Extrait du texte:
Personne ne contestera que la défense doive rester le secteur régalien par excellence. Il s’agit d’un des piliers de l’État, qui fonde la souveraineté nationale. Or vous souhaitez par cette disposition pouvoir vous séparer d’outils essentiels à l’exercice de notre souveraineté nationale.
Le vrai problème, monsieur le ministre, mes chers collègues, c’est que le budget de la défense subit des coupes budgétaires sans précédent.
Nous n’avons cessé, à l’occasion de l’examen de chaque PLF comme de la loi de programmation militaire, de vous alerter sur les réalités financières d’un budget de la défense qui n’est pas à la hauteur des enjeux.
Je comprends votre malaise, mais vous devriez écouter au lieu de vociférer.
La bonne affaire d’aujourd’hui sera la faillite de demain. La défense nationale mérite mieux que d’être une défense à crédit. Le budget de la défense, ce n’est pas le crédit municipal.
Nous refuserons donc de voter cet amendement, qui revient à déposséder l’État de ses actifs stratégiques.
Nous voterons en revanche le sous-amendement de notre collègue Jean-François Lamour, qui vise, lui, à ce que le Parlement soit informé des modalités d’exécution de votre projet : c’est bien le minimum.
Nous nous opposons bien sûr à l’adoption de cet amendement du Gouvernement qui vise à mettre en oeuvre un dispositif de cession-relocation d’équipements militaires.
Les sociétés de projet à qui sont cédés les équipements sont des instruments de financement, des véhicules financiers classiques qui, dans le civil, correspondent aux sociétés de leasing.

Liste des fiches:
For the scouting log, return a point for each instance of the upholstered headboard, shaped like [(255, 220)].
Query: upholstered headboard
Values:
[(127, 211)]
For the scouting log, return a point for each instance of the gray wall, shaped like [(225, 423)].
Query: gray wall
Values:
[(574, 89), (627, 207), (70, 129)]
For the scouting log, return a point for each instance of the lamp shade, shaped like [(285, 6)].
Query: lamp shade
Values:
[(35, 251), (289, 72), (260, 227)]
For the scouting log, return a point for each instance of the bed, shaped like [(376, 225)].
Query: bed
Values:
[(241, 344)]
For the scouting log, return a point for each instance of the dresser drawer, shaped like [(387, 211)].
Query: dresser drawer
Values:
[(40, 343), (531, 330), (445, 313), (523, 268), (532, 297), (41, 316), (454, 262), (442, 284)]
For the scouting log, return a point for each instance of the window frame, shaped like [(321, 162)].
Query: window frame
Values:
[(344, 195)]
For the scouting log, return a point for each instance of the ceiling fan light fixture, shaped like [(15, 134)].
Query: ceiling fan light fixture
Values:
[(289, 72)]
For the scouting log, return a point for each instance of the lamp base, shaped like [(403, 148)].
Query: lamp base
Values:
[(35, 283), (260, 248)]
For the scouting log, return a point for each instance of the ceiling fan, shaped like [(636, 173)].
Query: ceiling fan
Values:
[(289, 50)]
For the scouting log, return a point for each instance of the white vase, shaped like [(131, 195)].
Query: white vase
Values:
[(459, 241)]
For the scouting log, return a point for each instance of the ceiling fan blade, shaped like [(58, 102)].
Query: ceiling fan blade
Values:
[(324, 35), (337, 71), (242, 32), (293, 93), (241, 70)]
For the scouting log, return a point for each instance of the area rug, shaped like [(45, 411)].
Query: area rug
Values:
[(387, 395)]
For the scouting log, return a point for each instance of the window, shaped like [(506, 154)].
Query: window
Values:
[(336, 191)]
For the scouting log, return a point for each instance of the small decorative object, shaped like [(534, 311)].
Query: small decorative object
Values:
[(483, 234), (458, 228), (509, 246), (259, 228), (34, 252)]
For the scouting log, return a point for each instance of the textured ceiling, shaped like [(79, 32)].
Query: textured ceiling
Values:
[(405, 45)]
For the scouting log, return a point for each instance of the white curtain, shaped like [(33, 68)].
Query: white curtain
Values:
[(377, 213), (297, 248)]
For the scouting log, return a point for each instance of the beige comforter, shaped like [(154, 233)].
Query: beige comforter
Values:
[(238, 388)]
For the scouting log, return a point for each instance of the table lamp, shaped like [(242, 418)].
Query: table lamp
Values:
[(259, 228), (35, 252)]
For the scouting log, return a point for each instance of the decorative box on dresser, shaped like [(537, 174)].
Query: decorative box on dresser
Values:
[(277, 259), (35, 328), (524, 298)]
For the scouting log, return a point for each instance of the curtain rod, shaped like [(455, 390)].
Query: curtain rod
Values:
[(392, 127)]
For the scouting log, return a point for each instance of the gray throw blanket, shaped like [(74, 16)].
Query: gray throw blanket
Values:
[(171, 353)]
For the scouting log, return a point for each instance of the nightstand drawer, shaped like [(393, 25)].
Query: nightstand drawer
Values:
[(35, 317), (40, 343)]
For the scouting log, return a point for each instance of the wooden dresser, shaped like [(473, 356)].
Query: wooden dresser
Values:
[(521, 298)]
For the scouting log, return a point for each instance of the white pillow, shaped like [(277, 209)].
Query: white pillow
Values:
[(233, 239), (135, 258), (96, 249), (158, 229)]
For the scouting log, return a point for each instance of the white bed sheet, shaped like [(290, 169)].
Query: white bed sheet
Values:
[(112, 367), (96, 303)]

Liste des consignes:
1. Recopiez l'extrait sur le budget de la défense en commençant par "Le vrai problème, monsieur" et en allant jusqu'à "le crédit municipal.".
2. D'après l'extrait sur le budget de la défense, pourquoi le groupe qui s'exprime refuse-t-il de voter l'amendement du Gouvernement ? Répondez en une à trois phrases.

Réponses par consigne:
1.
Le vrai problème, monsieur le ministre, mes chers collègues, c’est que le budget de la défense subit des coupes budgétaires sans précédent.
Nous n’avons cessé, à l’occasion de l’examen de chaque PLF comme de la loi de programmation militaire, de vous alerter sur les réalités financières d’un budget de la défense qui n’est pas à la hauteur des enjeux.
Je comprends votre malaise, mais vous devriez écouter au lieu de vociférer.
La bonne affaire d’aujourd’hui sera la faillite de demain. La défense nationale mérite mieux que d’être une défense à crédit. Le budget de la défense, ce n’est pas le crédit municipal.

2. Le groupe refuse de voter cet amendement parce qu'il revient à déposséder l'État de ses actifs stratégiques. Il permettrait en effet de se séparer d'outils essentiels à l'exercice de la souveraineté nationale.